***** Supplied passage *****

When Bad Times Force Plan Distributions
Personal circumstances may leave you strapped for cash and wondering where to get funds in a hurry—say, to help pay for a medical emergency or some other unexpected trouble. And although it’s hardly an ideal solution, one possibility is to take a hardship withdrawal from a 401(k) plan. As required by the Pension Protection Act of 2006, Uncle Sam recently issued regulations governing such distributions.
Normally, early withdrawals from an employer-sponsored retirement plan can be made only when you leave a job, the plan is terminated, or you die or become disabled. But the law also allows hardship withdrawals, defined as distributions made because of an “immediate and heavy financial need.” Even then, you’re permitted to take only the amount you need—no pulling out an extra $25,000 for a vacation to Hawaii. And just because it’s an emergency, the government isn’t about to let you escape the tax hit that comes with early withdrawals from retirement plans. Your distribution will be taxed as ordinary income, and you’ll also owe a 10% penalty if you’re under age 59½ (unless you qualify for a special exception). So don’t forget to take tax consequences into account.
- To pay medical expenses for the employee, spouse, or dependent
- To pay college tuition for the employee, spouse, or dependent
- To purchase a principal residence for the employee
- To repair accidental damage to the employee’s principal residence
- To make a payment to avoid eviction or foreclosure on the employee’s principal residence
- To pay burial or funeral expenses for the employee’s parent, spouse, or dependent
Under the IRS regulations, the rules for hardship withdrawals have been expanded to allow the employee to take a distribution for that worker’s “primary beneficiaries” under the plan. For this purpose, a primary beneficiary is any person named as a plan beneficiary who has an unconditional right to at least part of the account balance if the plan participant dies.

***** Data shown *****

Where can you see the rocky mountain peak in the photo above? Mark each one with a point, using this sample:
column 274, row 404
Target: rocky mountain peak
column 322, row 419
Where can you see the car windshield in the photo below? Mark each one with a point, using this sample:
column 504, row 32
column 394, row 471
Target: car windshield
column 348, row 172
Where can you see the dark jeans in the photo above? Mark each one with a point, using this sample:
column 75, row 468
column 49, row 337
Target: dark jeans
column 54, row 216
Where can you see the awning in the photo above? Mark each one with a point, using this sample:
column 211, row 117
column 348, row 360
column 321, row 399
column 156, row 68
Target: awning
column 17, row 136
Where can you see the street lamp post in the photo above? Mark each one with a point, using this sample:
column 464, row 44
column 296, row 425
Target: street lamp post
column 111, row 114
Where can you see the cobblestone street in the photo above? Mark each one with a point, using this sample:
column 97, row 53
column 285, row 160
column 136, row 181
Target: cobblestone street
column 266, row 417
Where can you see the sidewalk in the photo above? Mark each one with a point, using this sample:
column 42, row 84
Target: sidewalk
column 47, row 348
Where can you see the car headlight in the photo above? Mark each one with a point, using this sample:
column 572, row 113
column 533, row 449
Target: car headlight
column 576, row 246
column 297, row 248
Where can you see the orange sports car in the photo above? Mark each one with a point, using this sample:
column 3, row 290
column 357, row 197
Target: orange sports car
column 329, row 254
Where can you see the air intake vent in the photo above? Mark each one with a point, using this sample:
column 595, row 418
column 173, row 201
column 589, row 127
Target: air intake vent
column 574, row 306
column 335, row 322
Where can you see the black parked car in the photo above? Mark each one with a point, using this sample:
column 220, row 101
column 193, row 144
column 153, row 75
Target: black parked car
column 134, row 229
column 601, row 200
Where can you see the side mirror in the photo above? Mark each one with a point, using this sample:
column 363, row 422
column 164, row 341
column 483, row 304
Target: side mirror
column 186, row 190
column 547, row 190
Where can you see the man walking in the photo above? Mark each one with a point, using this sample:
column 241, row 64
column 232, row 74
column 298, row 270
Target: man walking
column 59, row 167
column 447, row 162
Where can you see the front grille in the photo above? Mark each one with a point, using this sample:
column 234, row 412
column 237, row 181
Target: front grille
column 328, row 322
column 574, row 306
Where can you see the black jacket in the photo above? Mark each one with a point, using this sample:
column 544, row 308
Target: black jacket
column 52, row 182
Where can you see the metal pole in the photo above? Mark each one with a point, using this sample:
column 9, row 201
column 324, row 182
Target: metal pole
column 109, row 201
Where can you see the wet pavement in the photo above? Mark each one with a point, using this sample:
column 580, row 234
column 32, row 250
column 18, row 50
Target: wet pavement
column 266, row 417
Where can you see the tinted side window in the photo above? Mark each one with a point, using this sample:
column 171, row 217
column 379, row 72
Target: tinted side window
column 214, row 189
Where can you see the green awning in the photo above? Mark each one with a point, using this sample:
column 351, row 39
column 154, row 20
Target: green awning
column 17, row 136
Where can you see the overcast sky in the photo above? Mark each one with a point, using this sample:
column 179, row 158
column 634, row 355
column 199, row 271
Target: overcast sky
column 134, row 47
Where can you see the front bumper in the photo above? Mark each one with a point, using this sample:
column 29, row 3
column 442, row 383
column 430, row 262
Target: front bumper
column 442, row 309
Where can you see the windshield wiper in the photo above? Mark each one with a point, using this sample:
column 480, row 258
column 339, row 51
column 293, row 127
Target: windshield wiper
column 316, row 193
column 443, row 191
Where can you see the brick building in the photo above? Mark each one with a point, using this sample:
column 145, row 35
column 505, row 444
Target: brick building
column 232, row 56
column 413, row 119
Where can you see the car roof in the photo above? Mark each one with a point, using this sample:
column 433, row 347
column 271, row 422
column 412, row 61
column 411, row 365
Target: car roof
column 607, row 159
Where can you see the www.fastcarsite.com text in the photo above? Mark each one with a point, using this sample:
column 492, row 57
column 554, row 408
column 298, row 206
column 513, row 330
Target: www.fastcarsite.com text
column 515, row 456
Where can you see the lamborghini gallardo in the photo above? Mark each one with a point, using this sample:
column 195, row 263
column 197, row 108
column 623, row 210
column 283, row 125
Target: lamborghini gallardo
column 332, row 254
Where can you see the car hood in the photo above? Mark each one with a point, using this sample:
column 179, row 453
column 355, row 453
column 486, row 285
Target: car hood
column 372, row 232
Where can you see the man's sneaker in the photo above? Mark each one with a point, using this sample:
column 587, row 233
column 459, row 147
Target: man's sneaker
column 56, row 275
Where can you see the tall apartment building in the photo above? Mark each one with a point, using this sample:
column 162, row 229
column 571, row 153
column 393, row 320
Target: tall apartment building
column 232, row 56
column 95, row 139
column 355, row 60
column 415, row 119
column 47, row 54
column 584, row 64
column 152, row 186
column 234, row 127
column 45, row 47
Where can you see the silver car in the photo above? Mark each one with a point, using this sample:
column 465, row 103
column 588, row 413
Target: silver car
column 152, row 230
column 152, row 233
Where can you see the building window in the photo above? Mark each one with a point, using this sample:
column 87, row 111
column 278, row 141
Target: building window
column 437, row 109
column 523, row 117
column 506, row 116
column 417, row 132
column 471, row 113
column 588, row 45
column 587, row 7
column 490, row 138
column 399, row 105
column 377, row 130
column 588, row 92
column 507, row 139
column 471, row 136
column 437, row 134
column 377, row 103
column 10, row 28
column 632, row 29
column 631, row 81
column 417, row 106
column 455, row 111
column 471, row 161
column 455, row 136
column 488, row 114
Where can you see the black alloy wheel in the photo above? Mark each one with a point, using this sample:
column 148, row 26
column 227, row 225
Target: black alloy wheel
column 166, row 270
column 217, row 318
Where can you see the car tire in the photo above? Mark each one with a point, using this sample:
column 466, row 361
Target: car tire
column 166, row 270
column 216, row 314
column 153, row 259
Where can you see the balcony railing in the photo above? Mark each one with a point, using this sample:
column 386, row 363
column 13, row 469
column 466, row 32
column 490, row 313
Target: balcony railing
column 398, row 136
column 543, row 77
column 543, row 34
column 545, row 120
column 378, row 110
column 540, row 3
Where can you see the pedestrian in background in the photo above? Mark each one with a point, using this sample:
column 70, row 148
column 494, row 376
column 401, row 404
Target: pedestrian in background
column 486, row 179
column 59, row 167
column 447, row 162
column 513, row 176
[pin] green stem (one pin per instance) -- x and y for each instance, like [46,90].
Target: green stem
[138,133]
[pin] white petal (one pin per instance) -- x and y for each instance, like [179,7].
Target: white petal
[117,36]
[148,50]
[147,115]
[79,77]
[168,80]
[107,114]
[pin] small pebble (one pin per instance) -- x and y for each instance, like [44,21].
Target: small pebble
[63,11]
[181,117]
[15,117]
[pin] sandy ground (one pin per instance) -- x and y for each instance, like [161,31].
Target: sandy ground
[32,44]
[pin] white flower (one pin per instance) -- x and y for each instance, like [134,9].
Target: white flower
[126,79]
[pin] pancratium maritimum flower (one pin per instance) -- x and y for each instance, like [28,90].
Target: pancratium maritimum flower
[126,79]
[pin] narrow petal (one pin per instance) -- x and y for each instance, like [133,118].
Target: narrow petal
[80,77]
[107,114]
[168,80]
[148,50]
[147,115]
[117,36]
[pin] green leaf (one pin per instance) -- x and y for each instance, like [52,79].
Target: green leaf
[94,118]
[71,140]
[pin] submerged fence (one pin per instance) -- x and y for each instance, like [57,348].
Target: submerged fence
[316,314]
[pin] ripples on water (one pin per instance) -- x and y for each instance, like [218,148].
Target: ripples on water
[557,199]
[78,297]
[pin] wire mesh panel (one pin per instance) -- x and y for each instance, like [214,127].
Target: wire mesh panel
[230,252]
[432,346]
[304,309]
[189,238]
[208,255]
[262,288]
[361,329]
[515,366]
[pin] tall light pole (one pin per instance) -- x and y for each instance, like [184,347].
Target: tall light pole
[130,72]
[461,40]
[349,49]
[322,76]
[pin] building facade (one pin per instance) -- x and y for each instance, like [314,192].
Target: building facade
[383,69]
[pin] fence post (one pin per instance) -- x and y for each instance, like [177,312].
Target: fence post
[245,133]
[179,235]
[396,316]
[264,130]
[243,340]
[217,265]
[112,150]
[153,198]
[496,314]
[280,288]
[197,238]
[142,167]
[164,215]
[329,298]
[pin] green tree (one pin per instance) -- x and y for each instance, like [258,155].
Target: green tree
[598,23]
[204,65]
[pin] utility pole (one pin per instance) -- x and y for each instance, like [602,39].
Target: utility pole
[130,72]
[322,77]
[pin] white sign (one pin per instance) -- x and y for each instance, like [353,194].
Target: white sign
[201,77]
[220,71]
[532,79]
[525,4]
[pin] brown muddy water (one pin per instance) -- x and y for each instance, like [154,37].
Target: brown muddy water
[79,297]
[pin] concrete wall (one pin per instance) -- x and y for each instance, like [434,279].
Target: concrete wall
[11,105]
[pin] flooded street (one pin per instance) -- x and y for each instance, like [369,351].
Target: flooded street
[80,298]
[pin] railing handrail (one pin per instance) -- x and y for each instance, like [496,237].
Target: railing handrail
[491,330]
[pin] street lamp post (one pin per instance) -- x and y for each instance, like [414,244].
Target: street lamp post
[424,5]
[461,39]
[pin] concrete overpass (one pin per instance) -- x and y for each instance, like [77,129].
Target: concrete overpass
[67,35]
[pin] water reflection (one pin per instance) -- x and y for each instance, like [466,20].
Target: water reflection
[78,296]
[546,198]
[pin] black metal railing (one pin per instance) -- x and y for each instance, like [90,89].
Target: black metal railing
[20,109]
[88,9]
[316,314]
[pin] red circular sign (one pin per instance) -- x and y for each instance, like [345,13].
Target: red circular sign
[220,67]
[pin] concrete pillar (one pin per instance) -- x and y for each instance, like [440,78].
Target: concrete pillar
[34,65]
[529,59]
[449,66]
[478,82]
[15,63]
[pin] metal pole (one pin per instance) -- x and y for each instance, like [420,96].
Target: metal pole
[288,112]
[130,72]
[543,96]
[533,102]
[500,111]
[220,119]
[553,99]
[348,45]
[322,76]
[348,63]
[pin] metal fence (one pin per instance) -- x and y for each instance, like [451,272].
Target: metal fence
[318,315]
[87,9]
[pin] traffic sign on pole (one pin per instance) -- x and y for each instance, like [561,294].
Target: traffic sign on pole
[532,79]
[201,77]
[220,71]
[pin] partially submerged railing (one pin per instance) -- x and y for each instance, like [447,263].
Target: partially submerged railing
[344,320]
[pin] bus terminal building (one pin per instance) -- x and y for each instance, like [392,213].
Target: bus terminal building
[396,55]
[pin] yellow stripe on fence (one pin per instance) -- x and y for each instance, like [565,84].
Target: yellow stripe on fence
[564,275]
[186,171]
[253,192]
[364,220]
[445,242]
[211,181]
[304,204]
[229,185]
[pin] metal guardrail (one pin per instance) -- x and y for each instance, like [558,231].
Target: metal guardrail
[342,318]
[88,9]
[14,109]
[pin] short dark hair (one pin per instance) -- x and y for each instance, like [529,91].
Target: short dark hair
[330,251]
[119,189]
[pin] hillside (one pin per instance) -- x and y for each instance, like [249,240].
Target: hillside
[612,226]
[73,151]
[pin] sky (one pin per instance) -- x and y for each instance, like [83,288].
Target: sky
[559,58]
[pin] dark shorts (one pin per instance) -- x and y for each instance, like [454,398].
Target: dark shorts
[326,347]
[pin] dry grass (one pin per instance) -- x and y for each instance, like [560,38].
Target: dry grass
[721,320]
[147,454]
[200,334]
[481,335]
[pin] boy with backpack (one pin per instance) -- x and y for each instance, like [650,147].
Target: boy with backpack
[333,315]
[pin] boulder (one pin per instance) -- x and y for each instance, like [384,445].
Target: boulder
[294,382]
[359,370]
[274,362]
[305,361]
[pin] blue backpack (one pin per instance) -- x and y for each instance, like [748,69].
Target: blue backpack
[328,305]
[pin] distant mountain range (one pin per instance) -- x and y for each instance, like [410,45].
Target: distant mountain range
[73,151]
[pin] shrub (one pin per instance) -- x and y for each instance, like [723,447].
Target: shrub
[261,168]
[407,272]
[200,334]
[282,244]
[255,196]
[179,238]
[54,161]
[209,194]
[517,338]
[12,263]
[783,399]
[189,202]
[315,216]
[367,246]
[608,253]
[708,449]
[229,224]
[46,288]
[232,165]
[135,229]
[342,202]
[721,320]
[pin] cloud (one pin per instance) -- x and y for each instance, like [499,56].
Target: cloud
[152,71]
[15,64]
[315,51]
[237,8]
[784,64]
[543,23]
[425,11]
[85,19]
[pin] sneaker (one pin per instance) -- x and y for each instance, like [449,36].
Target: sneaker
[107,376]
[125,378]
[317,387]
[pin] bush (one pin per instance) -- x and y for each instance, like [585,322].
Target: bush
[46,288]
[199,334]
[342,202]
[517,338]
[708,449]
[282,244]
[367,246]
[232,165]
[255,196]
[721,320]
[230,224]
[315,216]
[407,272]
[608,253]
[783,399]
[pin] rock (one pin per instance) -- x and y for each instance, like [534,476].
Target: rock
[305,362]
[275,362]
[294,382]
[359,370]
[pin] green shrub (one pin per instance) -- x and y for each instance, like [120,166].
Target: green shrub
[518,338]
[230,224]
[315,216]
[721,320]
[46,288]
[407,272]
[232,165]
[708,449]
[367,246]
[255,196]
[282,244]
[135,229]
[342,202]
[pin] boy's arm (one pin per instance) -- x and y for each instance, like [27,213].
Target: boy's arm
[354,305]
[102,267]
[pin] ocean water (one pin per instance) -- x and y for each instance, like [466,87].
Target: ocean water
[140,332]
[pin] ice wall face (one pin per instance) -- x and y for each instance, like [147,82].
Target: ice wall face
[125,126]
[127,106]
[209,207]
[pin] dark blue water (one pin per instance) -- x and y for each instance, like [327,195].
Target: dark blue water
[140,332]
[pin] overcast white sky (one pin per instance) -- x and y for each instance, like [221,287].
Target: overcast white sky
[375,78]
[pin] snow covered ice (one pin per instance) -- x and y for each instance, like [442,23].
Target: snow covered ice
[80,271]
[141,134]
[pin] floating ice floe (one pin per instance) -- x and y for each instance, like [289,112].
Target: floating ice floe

*****

The task
Transcribe the hardship withdrawal passage from "Normally, early withdrawals" to "consequences into account.". The data come from a separate source, unrelated to the hardship withdrawal passage.

Answer section
Normally, early withdrawals from an employer-sponsored retirement plan can be made only when you leave a job, the plan is terminated, or you die or become disabled. But the law also allows hardship withdrawals, defined as distributions made because of an “immediate and heavy financial need.” Even then, you’re permitted to take only the amount you need—no pulling out an extra $25,000 for a vacation to Hawaii. And just because it’s an emergency, the government isn’t about to let you escape the tax hit that comes with early withdrawals from retirement plans. Your distribution will be taxed as ordinary income, and you’ll also owe a 10% penalty if you’re under age 59½ (unless you qualify for a special exception). So don’t forget to take tax consequences into account.